AÇÕES A REALIZAR:
1 > Explique, de acordo com o trecho sobre as árvores de fruto da Bahia, por que a folha da sapucaia não é vista de longe.
2 > Transcreva do trecho sobre as árvores de fruto da Bahia a parte que começa com as palavras que contêm "Afastado do mar" e termina com "e a pimenta.".

TRECHO FORNECIDO:

▶

SEGUNDA PARTE - MEMORIAL E DECLARAÇÃO DAS GRANDEZAS DA BAHIA

TÍTULO 5 — Das árvores e plantas indígenas que dão fruto que se come

Capítulo LIV

Em que se diz de algumas árvores de fruto afastadas do mar.

Afastado do mar da Bahia, e perto dele, se dão umas árvores que chamam sapucaia, que são mui grandes, de cujo fruto tratamos aqui somente. Esta árvore toma tanta flor amarela, que se lhe não enxerga a folha ao longe, a qual flor é muito formosa, mas não tem nenhum cheiro.

Nasce desta flor uma bola de pau tão dura como ferro, que está por dentro cheia de fruto. Terá esta bola uma polegada de grosso, e tem a boca tapada com uma tapadoura tão justa que se não enxerga a junta dela, a qual se não despega senão como a fruta que está dentro e de vez, que esta bola cai no chão, a qual tem por dentro dez ou doze repartimentos, e em cada um uma fruta tamanha como uma castanha de Espanha, ou mais comprida; as quais castanhas são muito alvas e saborosas, assim assadas como cruas; e despegadas estas bolas das castanhas e bem limpas por dentro, servem de grais ao gentio, onde pisam o sal e a pimenta.

Piquiá é uma árvore de honesta grandura, tem a madeira amarela e boa de lavrar, a qual dá um fruto tamanho como marmelos que têm o nome da árvore; este fruto tem a casca dura e grossa como cabaço, de cor parda por fora, e por dentro é todo cheio de um mel branco muito doce; e tem misturado umas pevides como de maçãs, o qual mel se lhe come em sorvos, e refresca muito no verão.

Macugê é uma árvore comprida, delgada e muito quebradiça e dá-se em areias junto dos rios, perto do salgado, e pela terra dentro dez ou doze léguas. Quando cortam esta árvore, lança de si um leite muito alvo e pegajoso, que lhe corre em fio; a qual dá umas frutas do mesmo nome, redondas, com os pés compridos e cor verdoenga, e são tamanhas como maçãs pequenas; e quando são verdes travam muito, e são todas cheias de leite. Colhem-se inchadas para amadurecerem em casa, e como são maduras tomam a cor almecegada; comem-se todas como figos, cujo sabor é mui suave, e tal que lhe não ganha nenhuma fruta da Espanha, nem de outra parte; e tem muito bom cheiro.

◀

TRECHOS DOS REGISTROS:
▶

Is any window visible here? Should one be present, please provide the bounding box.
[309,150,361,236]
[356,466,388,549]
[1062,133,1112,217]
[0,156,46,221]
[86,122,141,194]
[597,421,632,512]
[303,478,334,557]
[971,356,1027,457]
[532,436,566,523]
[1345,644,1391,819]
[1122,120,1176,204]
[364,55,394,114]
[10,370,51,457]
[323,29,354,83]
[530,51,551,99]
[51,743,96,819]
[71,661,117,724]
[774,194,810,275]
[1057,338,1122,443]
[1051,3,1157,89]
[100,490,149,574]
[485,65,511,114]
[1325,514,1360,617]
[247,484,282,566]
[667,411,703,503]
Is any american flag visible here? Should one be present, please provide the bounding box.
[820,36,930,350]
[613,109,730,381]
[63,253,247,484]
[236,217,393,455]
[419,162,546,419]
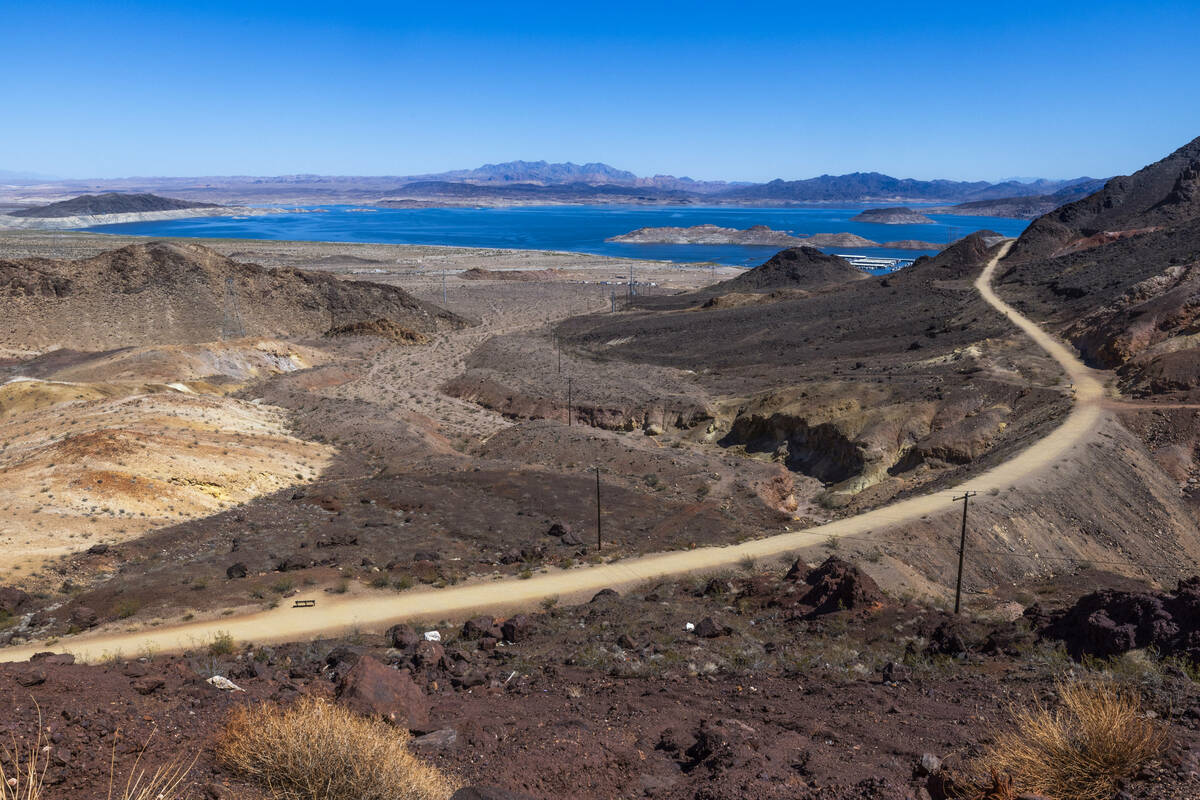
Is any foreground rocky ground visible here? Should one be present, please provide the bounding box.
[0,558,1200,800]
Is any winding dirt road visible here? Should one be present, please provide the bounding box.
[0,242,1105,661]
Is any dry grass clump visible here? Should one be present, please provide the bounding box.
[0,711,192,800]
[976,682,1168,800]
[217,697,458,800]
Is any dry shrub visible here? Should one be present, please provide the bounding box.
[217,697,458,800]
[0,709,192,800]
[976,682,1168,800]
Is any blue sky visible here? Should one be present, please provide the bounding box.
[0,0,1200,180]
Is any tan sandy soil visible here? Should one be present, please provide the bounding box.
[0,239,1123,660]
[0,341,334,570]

◀
▶

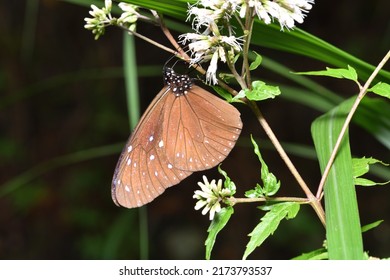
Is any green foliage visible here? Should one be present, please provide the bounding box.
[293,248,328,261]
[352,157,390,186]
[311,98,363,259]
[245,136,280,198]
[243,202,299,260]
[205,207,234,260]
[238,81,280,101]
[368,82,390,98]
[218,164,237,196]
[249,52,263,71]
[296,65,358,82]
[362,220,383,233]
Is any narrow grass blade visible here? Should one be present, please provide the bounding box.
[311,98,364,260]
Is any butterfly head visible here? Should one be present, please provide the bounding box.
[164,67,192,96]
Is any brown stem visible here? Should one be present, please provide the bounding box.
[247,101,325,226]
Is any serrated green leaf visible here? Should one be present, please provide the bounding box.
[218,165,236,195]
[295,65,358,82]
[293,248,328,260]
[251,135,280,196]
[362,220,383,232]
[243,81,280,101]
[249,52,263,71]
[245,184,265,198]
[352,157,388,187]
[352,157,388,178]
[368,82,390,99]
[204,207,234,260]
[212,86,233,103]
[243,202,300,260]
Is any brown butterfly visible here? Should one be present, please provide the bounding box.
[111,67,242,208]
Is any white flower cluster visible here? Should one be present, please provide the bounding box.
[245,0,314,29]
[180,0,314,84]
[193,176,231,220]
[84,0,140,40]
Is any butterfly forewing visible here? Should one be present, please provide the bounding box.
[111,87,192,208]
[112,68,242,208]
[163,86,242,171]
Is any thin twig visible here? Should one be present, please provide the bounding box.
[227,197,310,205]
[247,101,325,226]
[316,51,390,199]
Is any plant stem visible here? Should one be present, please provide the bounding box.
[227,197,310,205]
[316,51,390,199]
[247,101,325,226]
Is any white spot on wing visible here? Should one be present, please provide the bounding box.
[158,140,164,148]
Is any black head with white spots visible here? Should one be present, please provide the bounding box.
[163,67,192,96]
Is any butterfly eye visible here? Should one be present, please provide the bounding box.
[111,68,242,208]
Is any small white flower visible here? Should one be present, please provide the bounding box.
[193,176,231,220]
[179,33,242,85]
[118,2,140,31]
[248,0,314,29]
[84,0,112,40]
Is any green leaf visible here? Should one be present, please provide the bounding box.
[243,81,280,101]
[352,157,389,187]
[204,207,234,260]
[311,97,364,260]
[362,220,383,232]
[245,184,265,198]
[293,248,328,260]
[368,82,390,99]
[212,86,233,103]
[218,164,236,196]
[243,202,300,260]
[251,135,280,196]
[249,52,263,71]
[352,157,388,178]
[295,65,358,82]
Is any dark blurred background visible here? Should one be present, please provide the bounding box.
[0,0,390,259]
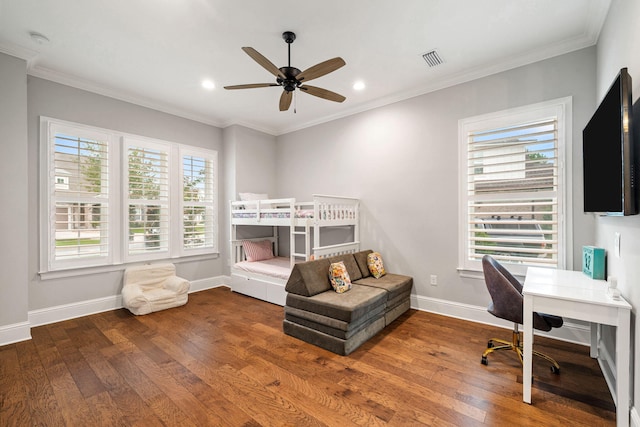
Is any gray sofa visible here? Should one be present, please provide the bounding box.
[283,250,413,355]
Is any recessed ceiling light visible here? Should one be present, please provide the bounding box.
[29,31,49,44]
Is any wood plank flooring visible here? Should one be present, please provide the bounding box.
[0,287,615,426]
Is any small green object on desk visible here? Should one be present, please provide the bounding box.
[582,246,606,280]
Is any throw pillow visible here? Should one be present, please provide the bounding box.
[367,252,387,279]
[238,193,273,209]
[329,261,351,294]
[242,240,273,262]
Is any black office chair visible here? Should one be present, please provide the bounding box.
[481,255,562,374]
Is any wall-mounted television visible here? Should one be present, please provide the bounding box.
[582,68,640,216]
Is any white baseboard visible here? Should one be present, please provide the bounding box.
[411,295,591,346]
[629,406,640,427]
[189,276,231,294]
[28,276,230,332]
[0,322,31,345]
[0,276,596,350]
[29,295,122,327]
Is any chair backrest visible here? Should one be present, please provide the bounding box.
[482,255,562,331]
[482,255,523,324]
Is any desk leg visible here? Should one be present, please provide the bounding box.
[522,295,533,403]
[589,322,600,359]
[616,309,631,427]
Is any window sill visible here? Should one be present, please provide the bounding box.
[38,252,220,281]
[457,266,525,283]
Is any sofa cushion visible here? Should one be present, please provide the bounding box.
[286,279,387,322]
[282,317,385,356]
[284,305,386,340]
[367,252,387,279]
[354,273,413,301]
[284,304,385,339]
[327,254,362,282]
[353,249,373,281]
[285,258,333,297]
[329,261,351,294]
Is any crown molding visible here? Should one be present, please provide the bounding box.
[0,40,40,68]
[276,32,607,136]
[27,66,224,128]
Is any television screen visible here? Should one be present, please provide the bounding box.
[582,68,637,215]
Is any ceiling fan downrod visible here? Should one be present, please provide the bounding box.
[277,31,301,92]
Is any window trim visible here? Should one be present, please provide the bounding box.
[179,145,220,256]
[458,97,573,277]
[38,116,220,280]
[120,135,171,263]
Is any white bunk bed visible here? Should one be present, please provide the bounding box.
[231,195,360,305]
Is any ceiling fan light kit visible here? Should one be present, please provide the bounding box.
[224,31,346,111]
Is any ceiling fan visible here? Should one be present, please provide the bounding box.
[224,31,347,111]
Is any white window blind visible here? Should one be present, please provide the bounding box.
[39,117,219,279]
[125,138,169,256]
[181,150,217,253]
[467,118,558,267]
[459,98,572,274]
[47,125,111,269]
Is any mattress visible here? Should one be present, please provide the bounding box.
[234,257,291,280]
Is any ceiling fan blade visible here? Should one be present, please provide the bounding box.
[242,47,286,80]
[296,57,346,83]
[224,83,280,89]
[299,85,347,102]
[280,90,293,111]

◀

RESPOSTAS DO EXERCÍCIO:
1 > A sapucaia dá tanta flor amarela que a folha fica encoberta e não se enxerga ao longe.

2 >
Afastado do mar da Bahia, e perto dele, se dão umas árvores que chamam sapucaia, que são mui grandes, de cujo fruto tratamos aqui somente. Esta árvore toma tanta flor amarela, que se lhe não enxerga a folha ao longe, a qual flor é muito formosa, mas não tem nenhum cheiro.

Nasce desta flor uma bola de pau tão dura como ferro, que está por dentro cheia de fruto. Terá esta bola uma polegada de grosso, e tem a boca tapada com uma tapadoura tão justa que se não enxerga a junta dela, a qual se não despega senão como a fruta que está dentro e de vez, que esta bola cai no chão, a qual tem por dentro dez ou doze repartimentos, e em cada um uma fruta tamanha como uma castanha de Espanha, ou mais comprida; as quais castanhas são muito alvas e saborosas, assim assadas como cruas; e despegadas estas bolas das castanhas e bem limpas por dentro, servem de grais ao gentio, onde pisam o sal e a pimenta.